[Text passage — start]

Indian-American computational neuroscientist

Kanaka Rajan is a computational neuroscientist in the Department of Neurobiology at Harvard Medical School and founding faculty in the Kempner Institute for the Study of Natural and Artificial Intelligence at Harvard University. Rajan trained in engineering, biophysics, and neuroscience, and has pioneered novel methods and models to understand how the brain processes sensory information. Her research seeks to understand how important cognitive functions — such as learning, remembering, and deciding — emerge from the cooperative activity of multi-scale neural processes, and how those processes are affected by various neuropsychiatric disease states. The resulting integrative theories about the brain bridge neurobiology and artificial intelligence.

== Early life and education ==
Rajan was born and raised in India. She completed a Bachelors of Technology (B.Tech.) from the Center for Biotechnology at Anna University in Tamil Nadu, India in 2000, majoring in Industrial Biotechnology and graduating with distinction.

In 2002, Rajan pursued a post-graduate degree in neuroscience at Brandeis University, where she did experimental rotations with Eve Marder and Gina G. Turrigiano, before joining Larry Abbott's laboratory where she completed her master's degree (MA). In 2005 she transferred to the Ph.D. program in Neuroscience at Columbia University when Abbott moved from Brandeis to Columbia, and began her Ph.D. with Abbott at the Center for Theoretical Neuroscience.

== Doctoral research ==
In Rajan's graduate work, she used mathematical modelling to address neurobiological questions. The main component of her thesis was the development of a theory for how the brain interprets subtle sensory cues within the context of its internal experiential and motivational state to extract unambiguous representations of the external world. This line of work focused on the mathematical analysis of neural networks containing excitatory and inhibitory types to model neurons and their synaptic connections. Her work showed that increasing the widths of the distributions of excitatory and inhibitory synaptic strengths dramatically changes the eigenvalue distributions. In a biological context, these findings suggest that having a variety of cell types with different distributions of synaptic strength would impact network dynamics and that synaptic strength distributions can be measured to probe the characteristics of network dynamics. Electrophysiology and imaging studies in many brain regions have since validated the predictions of this phase transition hypothesis.

To do this work, powerful methods from random matrix theory and statistical mechanics were employed. Rajan's early, influential work with Abbott and Haim Sompolinsky integrated physics methodology into mainstream neuroscience research — initially by creating experimentally verifiable predictions, and today by cementing these tools as an essential component of the data modelling arsenal. Rajan completed her Ph.D. in 2009.

[Text passage — finish]
[Dataset entries — start]

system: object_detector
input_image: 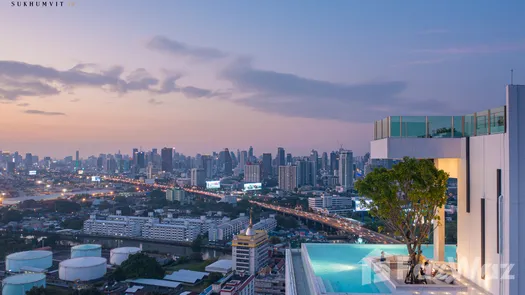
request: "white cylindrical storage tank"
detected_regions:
[109,247,141,265]
[71,244,102,258]
[2,273,46,295]
[5,250,53,272]
[58,257,107,282]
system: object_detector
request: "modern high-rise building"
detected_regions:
[295,162,316,187]
[279,165,299,191]
[338,150,354,191]
[371,85,525,295]
[262,153,272,178]
[166,187,191,205]
[232,209,270,275]
[191,168,206,187]
[286,153,293,165]
[224,148,233,176]
[160,147,173,173]
[330,152,339,175]
[310,150,319,176]
[24,153,33,170]
[321,152,330,172]
[7,158,16,174]
[137,152,146,169]
[248,146,253,161]
[131,148,139,167]
[239,151,249,169]
[201,155,213,179]
[244,164,262,183]
[75,151,81,171]
[277,147,286,166]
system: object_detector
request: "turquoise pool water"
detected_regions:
[305,244,456,294]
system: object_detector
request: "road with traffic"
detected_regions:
[100,176,400,244]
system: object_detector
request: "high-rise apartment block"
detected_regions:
[279,165,298,191]
[338,150,354,191]
[191,168,206,187]
[244,164,262,183]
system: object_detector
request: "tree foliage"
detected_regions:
[120,253,164,279]
[355,157,448,284]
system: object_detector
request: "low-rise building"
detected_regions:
[308,195,353,212]
[253,214,277,232]
[83,215,142,237]
[142,223,200,242]
[219,274,255,295]
[208,216,249,242]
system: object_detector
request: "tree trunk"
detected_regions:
[405,244,420,284]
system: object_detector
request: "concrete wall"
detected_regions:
[458,134,507,294]
[502,85,525,294]
[370,137,464,159]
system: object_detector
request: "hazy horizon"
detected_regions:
[0,0,525,158]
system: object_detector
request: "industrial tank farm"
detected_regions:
[5,250,53,272]
[71,244,102,258]
[109,247,141,265]
[1,273,46,295]
[58,257,107,282]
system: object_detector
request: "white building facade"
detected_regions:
[371,85,525,295]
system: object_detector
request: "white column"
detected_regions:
[434,158,460,261]
[434,207,445,261]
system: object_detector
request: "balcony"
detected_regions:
[374,106,506,140]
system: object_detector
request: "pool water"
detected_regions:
[305,244,456,294]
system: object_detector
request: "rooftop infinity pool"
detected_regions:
[305,244,456,294]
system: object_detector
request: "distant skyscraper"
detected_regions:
[262,153,272,178]
[230,152,239,169]
[279,165,298,191]
[248,146,253,161]
[321,152,328,172]
[224,148,233,176]
[160,147,173,173]
[330,152,339,173]
[25,153,33,170]
[201,155,213,179]
[232,212,270,276]
[339,150,354,191]
[296,158,316,187]
[244,164,262,183]
[310,150,319,175]
[132,148,139,167]
[277,147,286,166]
[7,157,16,174]
[75,151,80,171]
[286,154,293,165]
[239,151,249,169]
[97,156,104,170]
[191,168,206,187]
[137,152,146,169]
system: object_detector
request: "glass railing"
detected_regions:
[374,106,506,140]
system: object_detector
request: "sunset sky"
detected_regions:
[0,0,525,157]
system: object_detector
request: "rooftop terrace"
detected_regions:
[374,106,506,140]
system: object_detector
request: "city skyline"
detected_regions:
[0,1,525,157]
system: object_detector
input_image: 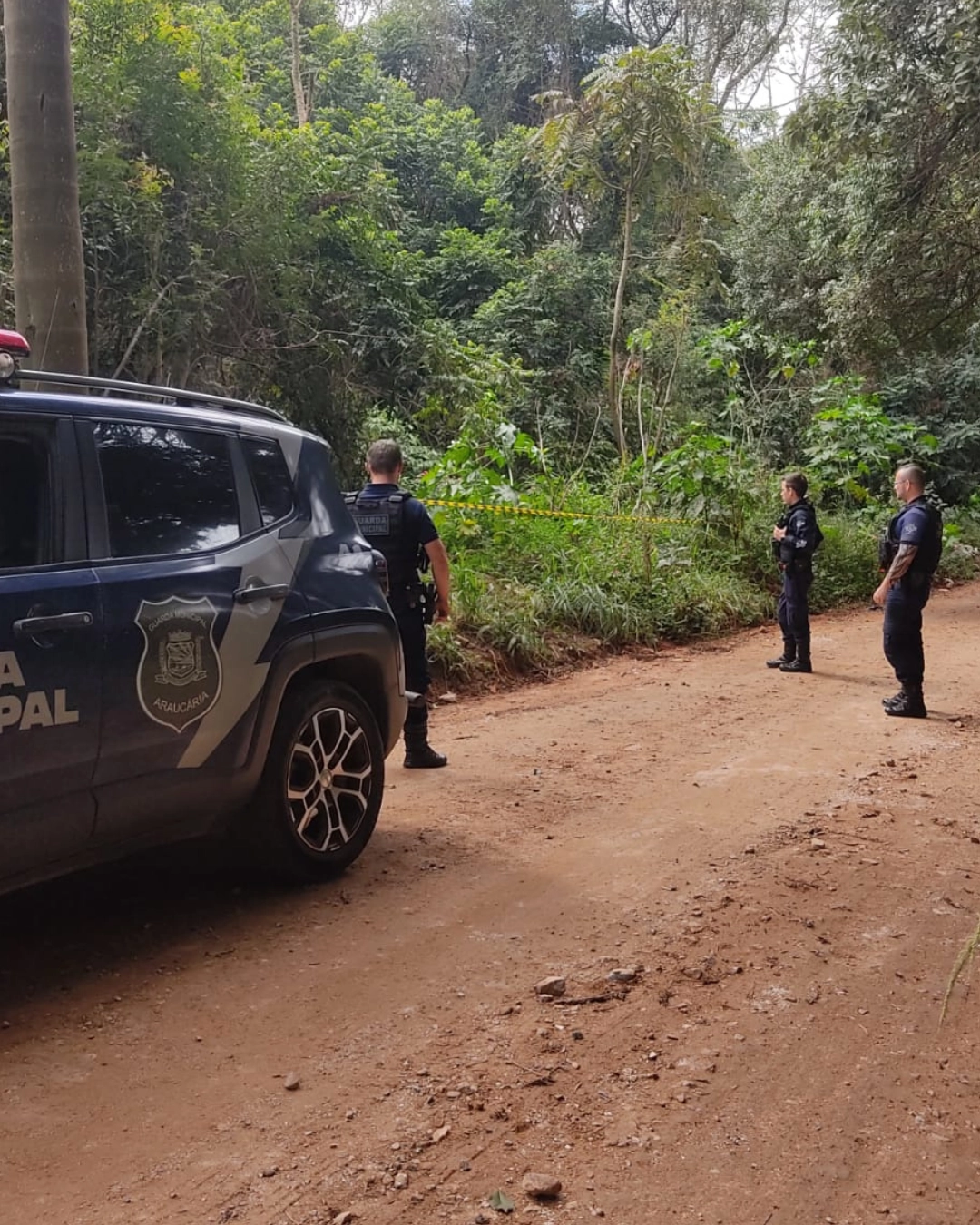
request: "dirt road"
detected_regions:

[Dataset entries — finish]

From the passage on Kanaka Rajan, quote word for word the portion starting at "In 2002, Rajan" and ending at "for Theoretical Neuroscience.".

In 2002, Rajan pursued a post-graduate degree in neuroscience at Brandeis University, where she did experimental rotations with Eve Marder and Gina G. Turrigiano, before joining Larry Abbott's laboratory where she completed her master's degree (MA). In 2005 she transferred to the Ph.D. program in Neuroscience at Columbia University when Abbott moved from Brandeis to Columbia, and began her Ph.D. with Abbott at the Center for Theoretical Neuroscience.